Summary
“Range: Why Generalists Triumph in a Specialized World”
Why this book?
I have always held the belief that narrow specialization is the way toward achieving any remarkable success in most fields, including science and engineering. That knowing about an area more than anyone does is what sets us apart. I have looked askance at those who know something about many things but not so much about anything! This despise of generalists was a major motivation for me to pursue a graduate degree. I wanted to master ‘something’.
The book at hand has seriously challenged this belief and helped me adopt a more nuanced view. Here are a few highlights, followed by some of my favorite passages.
Highlights
Experience is overrated
Several social studies have shown that experts are more prone to making mistakes when they encounter a new situation.

(Items listed in a dataset)
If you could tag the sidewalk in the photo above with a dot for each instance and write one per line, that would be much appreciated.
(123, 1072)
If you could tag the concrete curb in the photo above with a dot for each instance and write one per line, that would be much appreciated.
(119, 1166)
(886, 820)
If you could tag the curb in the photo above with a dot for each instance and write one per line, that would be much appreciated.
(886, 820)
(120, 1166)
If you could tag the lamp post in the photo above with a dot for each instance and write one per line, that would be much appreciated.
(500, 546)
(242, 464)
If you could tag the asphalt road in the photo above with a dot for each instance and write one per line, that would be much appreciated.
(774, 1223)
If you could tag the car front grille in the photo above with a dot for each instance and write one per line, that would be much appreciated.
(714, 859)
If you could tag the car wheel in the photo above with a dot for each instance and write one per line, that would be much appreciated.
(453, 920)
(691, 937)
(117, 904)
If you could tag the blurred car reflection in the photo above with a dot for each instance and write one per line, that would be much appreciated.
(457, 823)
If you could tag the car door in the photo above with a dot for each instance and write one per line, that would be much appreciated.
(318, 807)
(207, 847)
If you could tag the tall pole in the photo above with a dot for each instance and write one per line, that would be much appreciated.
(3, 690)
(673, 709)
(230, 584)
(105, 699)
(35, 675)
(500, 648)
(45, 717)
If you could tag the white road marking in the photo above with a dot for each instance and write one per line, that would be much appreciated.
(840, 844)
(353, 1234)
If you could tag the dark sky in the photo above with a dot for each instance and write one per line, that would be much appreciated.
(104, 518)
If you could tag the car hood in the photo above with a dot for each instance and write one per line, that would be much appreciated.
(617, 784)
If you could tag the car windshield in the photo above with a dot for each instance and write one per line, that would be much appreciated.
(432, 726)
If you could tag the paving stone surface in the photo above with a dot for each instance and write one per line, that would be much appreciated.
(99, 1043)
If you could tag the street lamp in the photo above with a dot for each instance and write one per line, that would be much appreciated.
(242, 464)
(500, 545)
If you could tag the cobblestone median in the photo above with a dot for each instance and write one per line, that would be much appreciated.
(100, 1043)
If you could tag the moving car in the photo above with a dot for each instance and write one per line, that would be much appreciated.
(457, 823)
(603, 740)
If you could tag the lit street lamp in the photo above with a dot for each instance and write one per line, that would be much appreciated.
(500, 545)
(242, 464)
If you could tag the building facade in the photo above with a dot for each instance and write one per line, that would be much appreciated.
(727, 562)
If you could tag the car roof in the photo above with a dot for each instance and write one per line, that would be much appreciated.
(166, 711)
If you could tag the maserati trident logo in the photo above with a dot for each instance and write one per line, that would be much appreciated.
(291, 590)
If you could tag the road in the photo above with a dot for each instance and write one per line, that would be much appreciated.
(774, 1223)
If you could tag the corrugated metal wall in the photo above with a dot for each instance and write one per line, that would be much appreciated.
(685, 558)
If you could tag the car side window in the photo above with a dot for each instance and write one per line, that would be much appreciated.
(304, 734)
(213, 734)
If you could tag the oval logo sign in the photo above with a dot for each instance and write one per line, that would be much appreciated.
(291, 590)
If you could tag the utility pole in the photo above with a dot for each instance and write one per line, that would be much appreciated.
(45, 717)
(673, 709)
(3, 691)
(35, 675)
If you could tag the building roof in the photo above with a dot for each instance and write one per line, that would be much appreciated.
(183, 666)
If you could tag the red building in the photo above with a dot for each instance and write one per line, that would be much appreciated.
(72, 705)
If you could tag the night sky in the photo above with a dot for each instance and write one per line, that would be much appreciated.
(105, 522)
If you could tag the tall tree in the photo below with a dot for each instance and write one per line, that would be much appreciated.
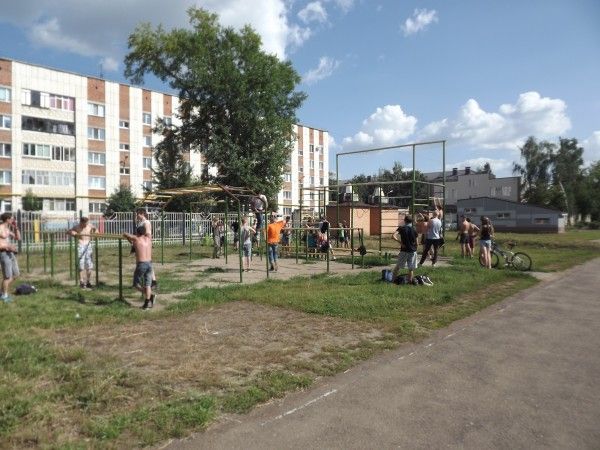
(238, 103)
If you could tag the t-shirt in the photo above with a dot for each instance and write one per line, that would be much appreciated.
(408, 238)
(434, 230)
(273, 232)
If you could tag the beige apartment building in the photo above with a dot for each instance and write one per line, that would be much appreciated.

§ **What to work on**
List the headings in the book summary that appear after the quoted book title.

§ **Correct response**
- Why this book?
- Highlights
- Experience is overrated